▶ **DATASET ENTRIES**:
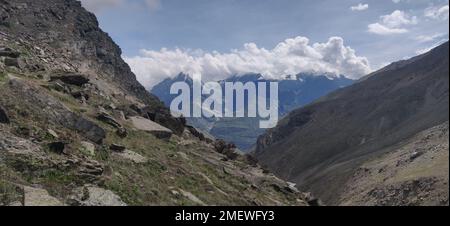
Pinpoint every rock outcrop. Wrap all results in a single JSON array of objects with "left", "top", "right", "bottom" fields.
[{"left": 0, "top": 0, "right": 307, "bottom": 206}]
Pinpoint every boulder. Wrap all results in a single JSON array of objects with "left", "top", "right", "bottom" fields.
[
  {"left": 69, "top": 185, "right": 127, "bottom": 206},
  {"left": 130, "top": 116, "right": 173, "bottom": 139},
  {"left": 81, "top": 141, "right": 95, "bottom": 156},
  {"left": 23, "top": 186, "right": 63, "bottom": 206},
  {"left": 109, "top": 144, "right": 127, "bottom": 152},
  {"left": 115, "top": 150, "right": 148, "bottom": 164},
  {"left": 0, "top": 48, "right": 20, "bottom": 58},
  {"left": 8, "top": 79, "right": 106, "bottom": 144},
  {"left": 5, "top": 57, "right": 25, "bottom": 68},
  {"left": 50, "top": 73, "right": 90, "bottom": 87},
  {"left": 97, "top": 112, "right": 122, "bottom": 128},
  {"left": 0, "top": 106, "right": 9, "bottom": 124},
  {"left": 47, "top": 141, "right": 67, "bottom": 154}
]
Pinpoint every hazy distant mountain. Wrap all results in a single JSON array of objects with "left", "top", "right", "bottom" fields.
[
  {"left": 255, "top": 42, "right": 449, "bottom": 205},
  {"left": 151, "top": 73, "right": 353, "bottom": 150}
]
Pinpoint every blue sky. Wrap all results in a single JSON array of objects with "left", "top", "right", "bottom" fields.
[{"left": 82, "top": 0, "right": 449, "bottom": 86}]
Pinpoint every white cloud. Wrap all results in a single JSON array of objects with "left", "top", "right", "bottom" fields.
[
  {"left": 79, "top": 0, "right": 161, "bottom": 13},
  {"left": 416, "top": 39, "right": 448, "bottom": 55},
  {"left": 145, "top": 0, "right": 161, "bottom": 10},
  {"left": 424, "top": 5, "right": 449, "bottom": 20},
  {"left": 125, "top": 37, "right": 371, "bottom": 88},
  {"left": 350, "top": 3, "right": 369, "bottom": 11},
  {"left": 80, "top": 0, "right": 125, "bottom": 13},
  {"left": 414, "top": 33, "right": 445, "bottom": 43},
  {"left": 368, "top": 10, "right": 418, "bottom": 35}
]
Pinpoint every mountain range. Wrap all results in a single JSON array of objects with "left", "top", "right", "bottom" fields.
[
  {"left": 0, "top": 0, "right": 310, "bottom": 206},
  {"left": 151, "top": 73, "right": 354, "bottom": 151},
  {"left": 254, "top": 42, "right": 449, "bottom": 205}
]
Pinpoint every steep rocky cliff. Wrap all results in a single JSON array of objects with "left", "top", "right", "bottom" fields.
[{"left": 0, "top": 0, "right": 308, "bottom": 206}]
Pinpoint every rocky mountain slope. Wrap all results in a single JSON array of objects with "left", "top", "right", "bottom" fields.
[
  {"left": 151, "top": 73, "right": 354, "bottom": 151},
  {"left": 255, "top": 42, "right": 449, "bottom": 205},
  {"left": 0, "top": 0, "right": 310, "bottom": 206}
]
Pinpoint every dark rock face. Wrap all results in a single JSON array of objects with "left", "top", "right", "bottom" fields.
[
  {"left": 5, "top": 57, "right": 25, "bottom": 68},
  {"left": 255, "top": 42, "right": 449, "bottom": 204},
  {"left": 0, "top": 48, "right": 20, "bottom": 58},
  {"left": 50, "top": 73, "right": 89, "bottom": 86},
  {"left": 0, "top": 0, "right": 184, "bottom": 134},
  {"left": 0, "top": 106, "right": 9, "bottom": 123},
  {"left": 47, "top": 141, "right": 67, "bottom": 154},
  {"left": 8, "top": 79, "right": 106, "bottom": 143}
]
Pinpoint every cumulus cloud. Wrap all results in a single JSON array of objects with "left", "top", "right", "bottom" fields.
[
  {"left": 79, "top": 0, "right": 161, "bottom": 13},
  {"left": 80, "top": 0, "right": 125, "bottom": 13},
  {"left": 368, "top": 10, "right": 418, "bottom": 35},
  {"left": 424, "top": 5, "right": 449, "bottom": 20},
  {"left": 414, "top": 33, "right": 448, "bottom": 43},
  {"left": 125, "top": 37, "right": 371, "bottom": 88},
  {"left": 350, "top": 3, "right": 369, "bottom": 11},
  {"left": 416, "top": 39, "right": 448, "bottom": 55},
  {"left": 145, "top": 0, "right": 161, "bottom": 10}
]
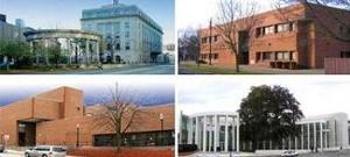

▶ **WHAT THE TASK ASKS**: Can you copy the items above word for word, from the line containing "Pinpoint every rocky" through the end of the items, and leave the pictures out of your answer?

▶ **RESPONSE**:
Pinpoint every rocky mountain slope. Wrap all results in a single JSON array of objects with "left", "top", "right", "bottom" fields.
[
  {"left": 151, "top": 73, "right": 354, "bottom": 151},
  {"left": 255, "top": 42, "right": 449, "bottom": 205},
  {"left": 0, "top": 0, "right": 310, "bottom": 206}
]
Pinpoint every dark rock face. Wrap all results in a single JSON array of objects with "left", "top", "right", "bottom" fields.
[
  {"left": 5, "top": 57, "right": 25, "bottom": 68},
  {"left": 255, "top": 42, "right": 449, "bottom": 204},
  {"left": 0, "top": 48, "right": 20, "bottom": 58},
  {"left": 50, "top": 73, "right": 89, "bottom": 86},
  {"left": 0, "top": 0, "right": 184, "bottom": 134},
  {"left": 0, "top": 106, "right": 9, "bottom": 123},
  {"left": 47, "top": 141, "right": 67, "bottom": 154},
  {"left": 8, "top": 79, "right": 106, "bottom": 143}
]
Pinpoint every cumulus cloud. Wrap all results in a single JSON array of objects with "left", "top", "right", "bottom" fields.
[
  {"left": 79, "top": 0, "right": 161, "bottom": 13},
  {"left": 80, "top": 0, "right": 125, "bottom": 13},
  {"left": 368, "top": 10, "right": 418, "bottom": 35},
  {"left": 424, "top": 5, "right": 449, "bottom": 20},
  {"left": 414, "top": 33, "right": 448, "bottom": 43},
  {"left": 125, "top": 37, "right": 371, "bottom": 88},
  {"left": 350, "top": 3, "right": 369, "bottom": 11},
  {"left": 416, "top": 39, "right": 448, "bottom": 55},
  {"left": 145, "top": 0, "right": 161, "bottom": 10}
]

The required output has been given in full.